STATED TASK
Output the records exactly as they appear, with no pictures included.

+++ DATA IN THIS EXERCISE

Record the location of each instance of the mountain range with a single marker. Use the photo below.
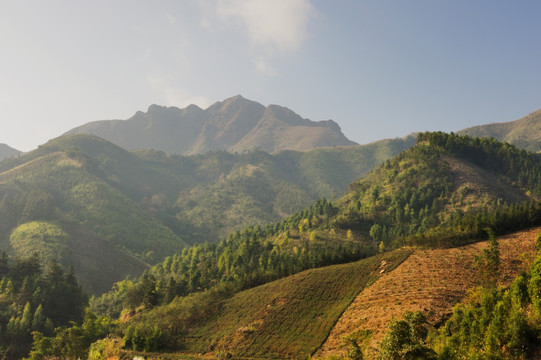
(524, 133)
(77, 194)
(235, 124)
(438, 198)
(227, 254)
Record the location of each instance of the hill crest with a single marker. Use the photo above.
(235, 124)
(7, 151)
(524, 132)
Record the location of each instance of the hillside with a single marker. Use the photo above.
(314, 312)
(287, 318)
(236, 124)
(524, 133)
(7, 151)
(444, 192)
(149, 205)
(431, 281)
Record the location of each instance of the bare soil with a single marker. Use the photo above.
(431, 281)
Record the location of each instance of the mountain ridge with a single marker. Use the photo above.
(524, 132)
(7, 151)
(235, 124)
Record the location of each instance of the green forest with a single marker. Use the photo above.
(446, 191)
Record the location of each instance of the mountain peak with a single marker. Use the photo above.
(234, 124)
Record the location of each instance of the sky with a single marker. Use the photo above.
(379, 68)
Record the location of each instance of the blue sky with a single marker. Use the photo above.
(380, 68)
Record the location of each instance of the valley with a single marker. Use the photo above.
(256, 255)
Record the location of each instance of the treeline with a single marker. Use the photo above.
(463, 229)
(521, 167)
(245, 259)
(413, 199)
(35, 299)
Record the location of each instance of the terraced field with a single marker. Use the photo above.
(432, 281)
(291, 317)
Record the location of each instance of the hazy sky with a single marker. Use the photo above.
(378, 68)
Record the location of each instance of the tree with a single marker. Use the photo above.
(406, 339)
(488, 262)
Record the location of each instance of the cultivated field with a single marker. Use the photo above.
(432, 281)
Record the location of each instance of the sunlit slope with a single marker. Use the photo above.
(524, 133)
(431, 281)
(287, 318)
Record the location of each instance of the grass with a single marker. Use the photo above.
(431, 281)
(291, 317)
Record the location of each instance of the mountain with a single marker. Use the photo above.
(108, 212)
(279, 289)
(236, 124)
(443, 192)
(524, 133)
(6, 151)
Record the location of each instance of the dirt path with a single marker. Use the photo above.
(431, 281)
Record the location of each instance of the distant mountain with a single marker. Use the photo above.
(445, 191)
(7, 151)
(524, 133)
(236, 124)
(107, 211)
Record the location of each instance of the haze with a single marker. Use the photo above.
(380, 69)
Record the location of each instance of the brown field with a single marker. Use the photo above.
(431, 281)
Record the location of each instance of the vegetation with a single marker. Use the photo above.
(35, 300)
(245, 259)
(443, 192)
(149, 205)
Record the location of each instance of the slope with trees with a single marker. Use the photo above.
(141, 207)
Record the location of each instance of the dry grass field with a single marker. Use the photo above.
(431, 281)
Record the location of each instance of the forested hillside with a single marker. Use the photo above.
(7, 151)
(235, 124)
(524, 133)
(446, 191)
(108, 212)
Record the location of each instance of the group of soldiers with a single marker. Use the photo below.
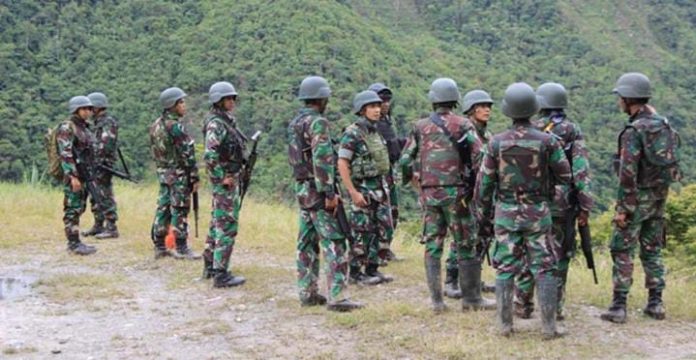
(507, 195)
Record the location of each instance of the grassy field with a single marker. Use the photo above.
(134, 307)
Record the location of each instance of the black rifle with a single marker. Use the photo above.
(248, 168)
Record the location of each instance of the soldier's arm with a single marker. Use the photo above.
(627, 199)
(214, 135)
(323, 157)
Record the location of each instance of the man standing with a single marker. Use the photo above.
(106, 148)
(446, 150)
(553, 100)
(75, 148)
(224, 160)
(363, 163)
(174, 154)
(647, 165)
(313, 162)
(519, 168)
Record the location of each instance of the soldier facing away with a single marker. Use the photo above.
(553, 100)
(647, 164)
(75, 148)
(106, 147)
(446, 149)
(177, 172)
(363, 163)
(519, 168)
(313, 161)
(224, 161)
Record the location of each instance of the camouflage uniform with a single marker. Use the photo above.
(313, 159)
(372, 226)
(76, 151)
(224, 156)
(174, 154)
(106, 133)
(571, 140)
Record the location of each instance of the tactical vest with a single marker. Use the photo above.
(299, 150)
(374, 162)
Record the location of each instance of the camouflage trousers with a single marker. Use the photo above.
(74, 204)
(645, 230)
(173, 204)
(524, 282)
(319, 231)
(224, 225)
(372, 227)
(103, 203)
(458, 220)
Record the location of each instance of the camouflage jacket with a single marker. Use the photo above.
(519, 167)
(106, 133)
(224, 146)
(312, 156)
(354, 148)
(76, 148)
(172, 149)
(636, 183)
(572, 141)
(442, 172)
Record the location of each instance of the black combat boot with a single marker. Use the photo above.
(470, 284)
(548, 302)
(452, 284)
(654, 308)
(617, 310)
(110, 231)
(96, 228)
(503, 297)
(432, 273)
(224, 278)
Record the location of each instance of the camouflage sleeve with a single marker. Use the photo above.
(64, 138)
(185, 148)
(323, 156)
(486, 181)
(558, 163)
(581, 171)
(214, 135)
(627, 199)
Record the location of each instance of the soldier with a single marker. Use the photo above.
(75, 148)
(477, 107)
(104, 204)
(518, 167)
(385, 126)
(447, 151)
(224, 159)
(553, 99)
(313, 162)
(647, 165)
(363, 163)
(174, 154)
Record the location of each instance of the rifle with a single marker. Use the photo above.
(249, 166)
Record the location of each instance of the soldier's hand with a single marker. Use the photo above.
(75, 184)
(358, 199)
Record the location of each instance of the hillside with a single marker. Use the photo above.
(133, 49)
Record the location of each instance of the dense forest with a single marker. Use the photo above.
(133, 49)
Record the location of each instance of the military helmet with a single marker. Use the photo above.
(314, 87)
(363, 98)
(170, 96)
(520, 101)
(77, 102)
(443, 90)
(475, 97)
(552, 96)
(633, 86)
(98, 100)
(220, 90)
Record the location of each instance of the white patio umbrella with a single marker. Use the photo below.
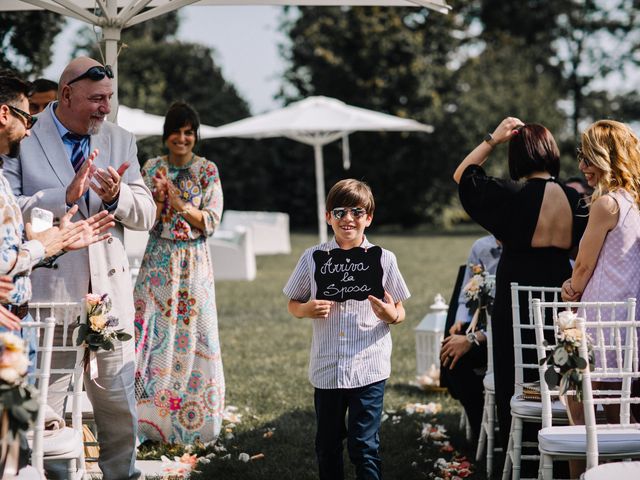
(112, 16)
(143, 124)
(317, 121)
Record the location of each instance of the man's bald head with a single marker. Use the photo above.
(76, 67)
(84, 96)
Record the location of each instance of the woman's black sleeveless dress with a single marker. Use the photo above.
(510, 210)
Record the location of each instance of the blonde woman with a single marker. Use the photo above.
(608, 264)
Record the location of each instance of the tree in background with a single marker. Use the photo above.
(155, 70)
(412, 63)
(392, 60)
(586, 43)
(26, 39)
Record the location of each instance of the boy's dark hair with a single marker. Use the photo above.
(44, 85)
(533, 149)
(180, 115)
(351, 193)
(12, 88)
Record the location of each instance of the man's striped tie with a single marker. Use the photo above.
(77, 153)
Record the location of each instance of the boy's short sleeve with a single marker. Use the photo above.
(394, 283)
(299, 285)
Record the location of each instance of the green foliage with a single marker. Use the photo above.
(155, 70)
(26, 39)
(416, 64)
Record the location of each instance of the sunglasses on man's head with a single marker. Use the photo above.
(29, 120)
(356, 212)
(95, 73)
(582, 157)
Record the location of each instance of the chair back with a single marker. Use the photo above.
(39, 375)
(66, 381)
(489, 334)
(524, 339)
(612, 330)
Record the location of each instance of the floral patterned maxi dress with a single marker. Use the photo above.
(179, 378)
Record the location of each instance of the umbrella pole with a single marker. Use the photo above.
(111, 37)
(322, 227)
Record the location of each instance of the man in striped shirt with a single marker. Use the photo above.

++++++

RESULT OF THE TASK
Record the location of each instance of the mountain range with a single marker. Use the photo below.
(524, 133)
(77, 194)
(235, 124)
(438, 198)
(227, 254)
Record the location of each instance of the hill crest with a single marker. Use the photo above.
(235, 124)
(7, 151)
(524, 132)
Record the location of each instance of the hillside with a single marker. Use the photo above.
(314, 312)
(287, 318)
(236, 124)
(524, 133)
(7, 151)
(444, 192)
(149, 205)
(431, 281)
Record the location of each instance of the bare soil with a single marker. Use the photo above.
(431, 281)
Record the location of each instance of the mountain ridge with a single marker. Use the photo above.
(524, 132)
(7, 151)
(235, 124)
Record the location of each instance of the green forest with a single marker. Use the photo above.
(446, 191)
Record the location of each instance of the mountain peak with a single marker. Use the photo above.
(234, 124)
Record the location of each instance of the sky with a single marker. Use the photo above.
(379, 68)
Record the location of each instance of the blue sky with a single marker. Use the photo above.
(380, 68)
Record the location of each instance of the valley with a single marker. Use the photo above.
(256, 255)
Record the location of each instance of the treeline with a single marker. Use the photo above.
(463, 229)
(521, 167)
(245, 259)
(413, 199)
(35, 299)
Record the location of each instance of the terraced field with a single marker. Use the photo above.
(432, 281)
(291, 317)
Record the location of each instance of the hazy sky with a single marker. Use the photo above.
(378, 68)
Record the location of each instance of the tree with a single marker. Use the photo above.
(406, 339)
(488, 262)
Record the location of each instance of the cultivated field with a single marker. Use the photo above.
(432, 281)
Record the location of each instance of the sunlit slope with a single marker. Use the photo above.
(524, 133)
(431, 281)
(287, 318)
Record the location of each instance of the grass with a single marker. Use the photo above.
(431, 281)
(291, 317)
Record the location of each instance of the mountain with a single marker. Use the photo above.
(108, 212)
(279, 289)
(236, 124)
(443, 192)
(524, 133)
(6, 151)
Record the location of each instance of the dirt path with a single marker. Use the photo above.
(431, 281)
Record the location of each instance of the distant mountain with a single marker. Use the photo above.
(445, 191)
(7, 151)
(524, 133)
(236, 124)
(107, 211)
Record the location of each instance of the haze with a single marker. Use the photo above.
(380, 69)
Record the location of each instance of the brown field with a single marker. Use the photo above.
(431, 281)
Record the location of each instance of the vegetation with a single marker. Use the photo above.
(35, 300)
(245, 259)
(443, 192)
(149, 205)
Record the location of each instance of the slope with trees with a single marker. Use the photo above.
(141, 207)
Record the location of each instance of the dry grass field with a single marker. Use the photo above.
(431, 281)
Record the location of each instance of the forested hillside with a single marker. Use the photo above.
(7, 151)
(235, 124)
(524, 133)
(446, 191)
(108, 212)
Record the location of each instance of the group of soldiers with a single marker. Use the photo below.
(507, 195)
Record the location of each instance of the grassy field with a single marker. Use the photo above.
(134, 307)
Record the location of each instance of the black rifle with a single marker. Use the photo above.
(248, 168)
Record the location of each instance of the soldier's arm with a single marker. Use the photo above.
(627, 199)
(214, 135)
(323, 157)
Record the location of each instance of the man standing with a single marker. Use the photo above.
(106, 148)
(446, 150)
(553, 100)
(75, 148)
(224, 160)
(363, 163)
(174, 154)
(647, 165)
(313, 162)
(519, 168)
Record the location of each instance of the soldier facing away with a single marker. Use the photo above.
(553, 100)
(647, 164)
(75, 148)
(106, 147)
(446, 149)
(177, 172)
(363, 163)
(519, 168)
(313, 161)
(224, 161)
Record the location of each instance of the camouflage uniform with a single marker. Use the photo above.
(313, 159)
(372, 226)
(76, 151)
(224, 156)
(174, 154)
(106, 133)
(571, 140)
Record the location of each instance of the tactical vest with a single marker. Use the photo above.
(299, 150)
(374, 162)
Record the location of each instance of the camouflage trousers with a single marker. Use the photo above.
(74, 204)
(645, 230)
(173, 204)
(524, 282)
(319, 231)
(224, 225)
(372, 227)
(103, 203)
(458, 220)
Record the location of each instance of the camouflage jacket with a single marker. Use the photo above.
(519, 167)
(106, 133)
(224, 146)
(312, 156)
(354, 148)
(76, 148)
(172, 149)
(636, 183)
(572, 141)
(442, 172)
Record the location of each instance of the black combat boot with a single marker. Use the photo above.
(470, 284)
(548, 302)
(452, 284)
(654, 308)
(617, 310)
(110, 231)
(96, 228)
(503, 297)
(432, 273)
(224, 278)
Record the location of each instance of the camouflage sleeve with a single marker. Use the photo above.
(64, 138)
(185, 148)
(323, 156)
(486, 181)
(558, 163)
(581, 171)
(214, 135)
(627, 199)
Record the location of each instance of the soldier with a single marker. Use the photo above.
(75, 148)
(477, 107)
(104, 204)
(518, 167)
(385, 126)
(447, 151)
(224, 159)
(553, 99)
(313, 162)
(647, 165)
(363, 163)
(174, 154)
Record the location of each instance of the rifle with a single marker. Use the photo above.
(249, 166)
Record the location of each instance of the soldier's hand with a single marker. Use the photo above.
(75, 184)
(358, 199)
Record the location of each instance of the hillside with a single marker. Use the photo above.
(133, 49)
Record the location of each instance of the dense forest with a single marker. Use the photo above.
(133, 49)
Record the location of each instance of the military helmet with a single marker. Use the photo above.
(314, 87)
(363, 98)
(170, 96)
(520, 101)
(77, 102)
(443, 90)
(475, 97)
(552, 96)
(633, 86)
(98, 100)
(220, 90)
Record the location of each instance of the white patio umbrella with a single marker. Use the photo below.
(112, 16)
(143, 124)
(317, 121)
Record the location of each instance of the man's bald head with a single marker. Use the photo above.
(76, 67)
(84, 96)
Record the location of each instance of the woman's black sleeveless dress with a single marker. Use the photo above.
(510, 210)
Record the location of each instance of the blonde woman with a single marker. Use the photo above.
(608, 264)
Record the location of each instance of the tree in background with a single marker. Use the photo above.
(155, 70)
(412, 63)
(392, 60)
(586, 43)
(26, 39)
Record the location of each instance of the boy's dark hair with a single marker. Use the photo above.
(44, 85)
(533, 149)
(180, 115)
(351, 193)
(12, 88)
Record the location of each instance of the man's striped tie with a single marker. Use the photo above.
(77, 153)
Record the location of each instance of the boy's short sleeve with a single marker. Use the photo above.
(394, 283)
(299, 285)
Record the location of each instance of the green foliage with a single marker. Use the photo above.
(155, 70)
(26, 39)
(416, 64)
Record the location of each instance of the sunglasses on man's head with a single marker. Use the photo above.
(29, 120)
(356, 212)
(95, 73)
(582, 157)
Record the location of each instance of the chair back with a single marker. Use the photo above.
(39, 375)
(66, 381)
(489, 334)
(524, 339)
(612, 330)
Record the location of each instance of the floral patterned maxi dress with a single marker. Use the photo above.
(179, 378)
Record the location of each instance of the umbrella pole with a single marker. Use the photo above.
(111, 37)
(322, 227)
Record the location of each instance of the man in striped shirt with a single marker. Use the photo above.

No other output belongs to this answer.